* START *
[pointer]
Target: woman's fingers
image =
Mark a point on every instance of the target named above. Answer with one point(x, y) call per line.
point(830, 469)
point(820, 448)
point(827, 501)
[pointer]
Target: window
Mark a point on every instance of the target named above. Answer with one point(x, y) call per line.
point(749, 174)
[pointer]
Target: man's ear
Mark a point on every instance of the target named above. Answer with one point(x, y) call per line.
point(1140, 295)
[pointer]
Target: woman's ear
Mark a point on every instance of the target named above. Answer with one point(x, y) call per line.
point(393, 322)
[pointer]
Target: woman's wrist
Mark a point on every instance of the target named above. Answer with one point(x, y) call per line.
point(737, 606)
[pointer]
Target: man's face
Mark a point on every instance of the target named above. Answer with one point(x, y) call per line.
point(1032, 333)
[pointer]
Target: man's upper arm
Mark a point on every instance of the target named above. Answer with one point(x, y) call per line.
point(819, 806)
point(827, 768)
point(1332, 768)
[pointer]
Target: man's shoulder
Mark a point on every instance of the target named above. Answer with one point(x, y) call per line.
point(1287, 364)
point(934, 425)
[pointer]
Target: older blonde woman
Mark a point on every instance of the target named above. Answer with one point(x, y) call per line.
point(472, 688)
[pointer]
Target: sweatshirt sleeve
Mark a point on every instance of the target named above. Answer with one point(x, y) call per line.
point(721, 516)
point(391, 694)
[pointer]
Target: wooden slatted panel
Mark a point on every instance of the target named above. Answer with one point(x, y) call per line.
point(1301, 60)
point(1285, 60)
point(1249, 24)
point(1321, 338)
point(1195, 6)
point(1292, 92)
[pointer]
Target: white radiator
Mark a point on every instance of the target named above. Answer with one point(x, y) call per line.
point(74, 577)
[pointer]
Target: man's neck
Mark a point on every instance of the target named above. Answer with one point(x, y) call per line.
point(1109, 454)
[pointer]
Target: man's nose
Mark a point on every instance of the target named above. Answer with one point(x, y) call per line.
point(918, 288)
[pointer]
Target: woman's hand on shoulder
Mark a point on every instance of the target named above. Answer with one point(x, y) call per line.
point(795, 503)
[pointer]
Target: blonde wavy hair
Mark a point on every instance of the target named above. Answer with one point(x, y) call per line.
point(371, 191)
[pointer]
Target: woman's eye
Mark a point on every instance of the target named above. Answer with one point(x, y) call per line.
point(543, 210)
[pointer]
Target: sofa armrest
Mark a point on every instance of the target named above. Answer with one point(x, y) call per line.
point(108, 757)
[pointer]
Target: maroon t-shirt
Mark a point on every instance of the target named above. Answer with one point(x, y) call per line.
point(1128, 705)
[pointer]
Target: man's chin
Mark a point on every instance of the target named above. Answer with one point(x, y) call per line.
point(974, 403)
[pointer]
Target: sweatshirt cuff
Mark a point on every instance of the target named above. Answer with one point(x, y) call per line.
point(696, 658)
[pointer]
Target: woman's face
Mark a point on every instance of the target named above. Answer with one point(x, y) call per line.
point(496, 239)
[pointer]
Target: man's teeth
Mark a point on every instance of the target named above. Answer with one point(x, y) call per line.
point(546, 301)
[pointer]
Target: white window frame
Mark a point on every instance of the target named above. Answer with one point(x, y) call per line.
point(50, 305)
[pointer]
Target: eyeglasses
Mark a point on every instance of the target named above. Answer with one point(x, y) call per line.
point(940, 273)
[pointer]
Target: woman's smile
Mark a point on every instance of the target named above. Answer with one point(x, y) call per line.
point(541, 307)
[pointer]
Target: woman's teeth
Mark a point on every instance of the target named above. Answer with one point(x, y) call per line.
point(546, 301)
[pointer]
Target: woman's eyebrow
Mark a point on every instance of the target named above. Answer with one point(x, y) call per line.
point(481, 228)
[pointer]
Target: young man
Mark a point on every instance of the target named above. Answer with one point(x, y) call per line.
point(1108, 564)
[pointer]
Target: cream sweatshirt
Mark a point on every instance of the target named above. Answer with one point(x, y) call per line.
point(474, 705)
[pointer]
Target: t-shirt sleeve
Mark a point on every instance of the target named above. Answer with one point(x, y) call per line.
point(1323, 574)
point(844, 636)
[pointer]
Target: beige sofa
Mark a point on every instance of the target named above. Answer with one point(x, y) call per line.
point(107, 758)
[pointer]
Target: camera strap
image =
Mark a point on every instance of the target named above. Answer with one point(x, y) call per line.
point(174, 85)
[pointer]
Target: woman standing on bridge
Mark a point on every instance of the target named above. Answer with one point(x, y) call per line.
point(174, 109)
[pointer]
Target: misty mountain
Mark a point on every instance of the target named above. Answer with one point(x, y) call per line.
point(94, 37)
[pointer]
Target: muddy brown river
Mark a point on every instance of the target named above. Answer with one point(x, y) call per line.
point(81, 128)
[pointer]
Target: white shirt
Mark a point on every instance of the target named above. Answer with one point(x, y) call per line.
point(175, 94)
* END *
- Stated task
Reproduce all of the records above verbatim, line for line.

- Answer to the exercise
[pointer]
Target: woman's fingers
image =
Mark a point on every instance of the target named above. Answer with one point(x, y) call per line.
point(830, 469)
point(820, 448)
point(827, 501)
[pointer]
Target: window
Mark a point on every instance of the target named above. Answer with one point(x, y) call per line.
point(749, 174)
[pointer]
Target: man's ear
Mark a point on every instance of the target named above. Answer with one point(x, y) call per line.
point(1140, 295)
[pointer]
Target: woman's ear
Mark a point on every instance of the target named above. Answer with one point(x, y) call per line.
point(393, 322)
[pointer]
Target: woman's wrist
Mark a point on every instance of the target named above. Answer with one point(x, y) call per line.
point(737, 606)
[pointer]
Target: man's face
Mark a point on every instance of the target named above. Answer with one point(x, y) call per line.
point(1032, 333)
[pointer]
Target: man's upper arm
Mark a point on every instance of the target named above. Answer with one point(x, y) call per line.
point(819, 806)
point(827, 768)
point(1332, 768)
[pointer]
Target: man's shoulder
Mark a point on every instance of the target named above. Answer with one point(x, y) call per line.
point(1287, 364)
point(934, 425)
[pointer]
Target: older blonde woman
Mark a point on every instance of the target named above. Answer with one point(x, y) call per line.
point(472, 688)
[pointer]
Target: sweatshirt sleeve
Mark a point on every instance of the target named above. Answer with one point(x, y) call per line.
point(721, 516)
point(391, 694)
[pointer]
Target: wooden slatted panel
Mark a point on every instance of the target named above. Answer with one point(x, y) call per line.
point(1301, 60)
point(1285, 60)
point(1249, 24)
point(1321, 338)
point(1195, 6)
point(1292, 92)
[pointer]
Target: white radiator
Mark a point on every instance of the target named above. Answer with one point(x, y) call per line.
point(74, 577)
[pointer]
Target: man's neck
Mark a point on every instance of the target named above. Answer with one point(x, y) call per line.
point(1109, 454)
[pointer]
Target: man's nose
Mark a point on every instance of the target named above. Answer with one point(x, y) call per line.
point(918, 288)
[pointer]
Target: woman's hand on shoulder
Mark a point on every instance of the target named above. Answer with one point(x, y) call per line.
point(795, 503)
[pointer]
Target: blonde wavy hair
Mark a point on every instance of the target named above. Answer with one point(x, y) call per line.
point(371, 191)
[pointer]
Target: woman's eye
Mark a point on every instance of the target named above. Answer with one point(x, y) call per line.
point(543, 210)
[pointer]
Target: sofa armrest
Mark a point on every instance of the target named above. Answer with one point(x, y) call per line.
point(108, 757)
[pointer]
Target: maroon t-shirt
Mark a point on every instance of the target named above. Answer with one point(x, y) call per line.
point(1128, 705)
[pointer]
Target: man's chin
Mark a point on every instance of the target named above. Answer with one point(x, y) call per line.
point(974, 403)
[pointer]
Target: sweatshirt cuff
Mark a point on every instance of the target named above. Answer with one point(x, y) call per line.
point(696, 658)
[pointer]
Target: woman's face
Mark a point on every instance of the target named above. Answer with one point(x, y) call per line.
point(496, 239)
[pointer]
Target: man's teeth
Mark a point on every instance of the target named above. Answer with one point(x, y) call per line.
point(546, 301)
[pointer]
Target: white window frame
Mark a point on every instance of the target named above. Answer with one point(x, y) call per line.
point(50, 305)
[pointer]
Target: eyeglasses
Mark a point on every instance of the target named above. Answer with one point(x, y) call per line.
point(940, 273)
[pointer]
Target: woman's smile
Mark a point on every instance of the target named above. Answer with one point(x, y) call per line.
point(541, 307)
[pointer]
Target: woman's teeth
Mark a point on every instance of the target named above. Answer with one point(x, y) call per line.
point(546, 301)
[pointer]
Target: woman's eyebrow
Mark a point on every instance of the target named above. Answer with one point(x, y) call per line.
point(481, 228)
[pointer]
Target: young man
Mark a point on every instance of the target named above. Answer with one point(x, y) call per line.
point(1108, 564)
[pointer]
Target: cream sweatshirt
Mark a point on every instance of the target named above. Answer with one point(x, y) call per line.
point(474, 705)
[pointer]
Target: t-shirt sleeve
Mark a point on every instance of the target named above. Answer with one point(x, y) call per line.
point(1323, 574)
point(844, 636)
[pointer]
Target: beige sofa
Mark a point on every instance of the target named above. Answer with one point(x, y) call per line.
point(107, 758)
[pointer]
Target: camera strap
image =
Mark a point on every instance of the target named above. Answer with one point(x, y) call per line.
point(174, 85)
[pointer]
Target: woman standing on bridge
Mark a point on every instance of the target named above. Answer with one point(x, y) call per line.
point(174, 109)
[pointer]
Target: misty mountain
Mark a point on every instance of the target named above. Answer with one point(x, y) call per line.
point(94, 37)
[pointer]
Target: muddy brown river
Mark a point on every instance of the target named above. Answer with one point(x, y) call per line.
point(81, 128)
[pointer]
Target: white shirt
Mark a point on every instance of the target named above. Answer with one point(x, y) call per line.
point(175, 94)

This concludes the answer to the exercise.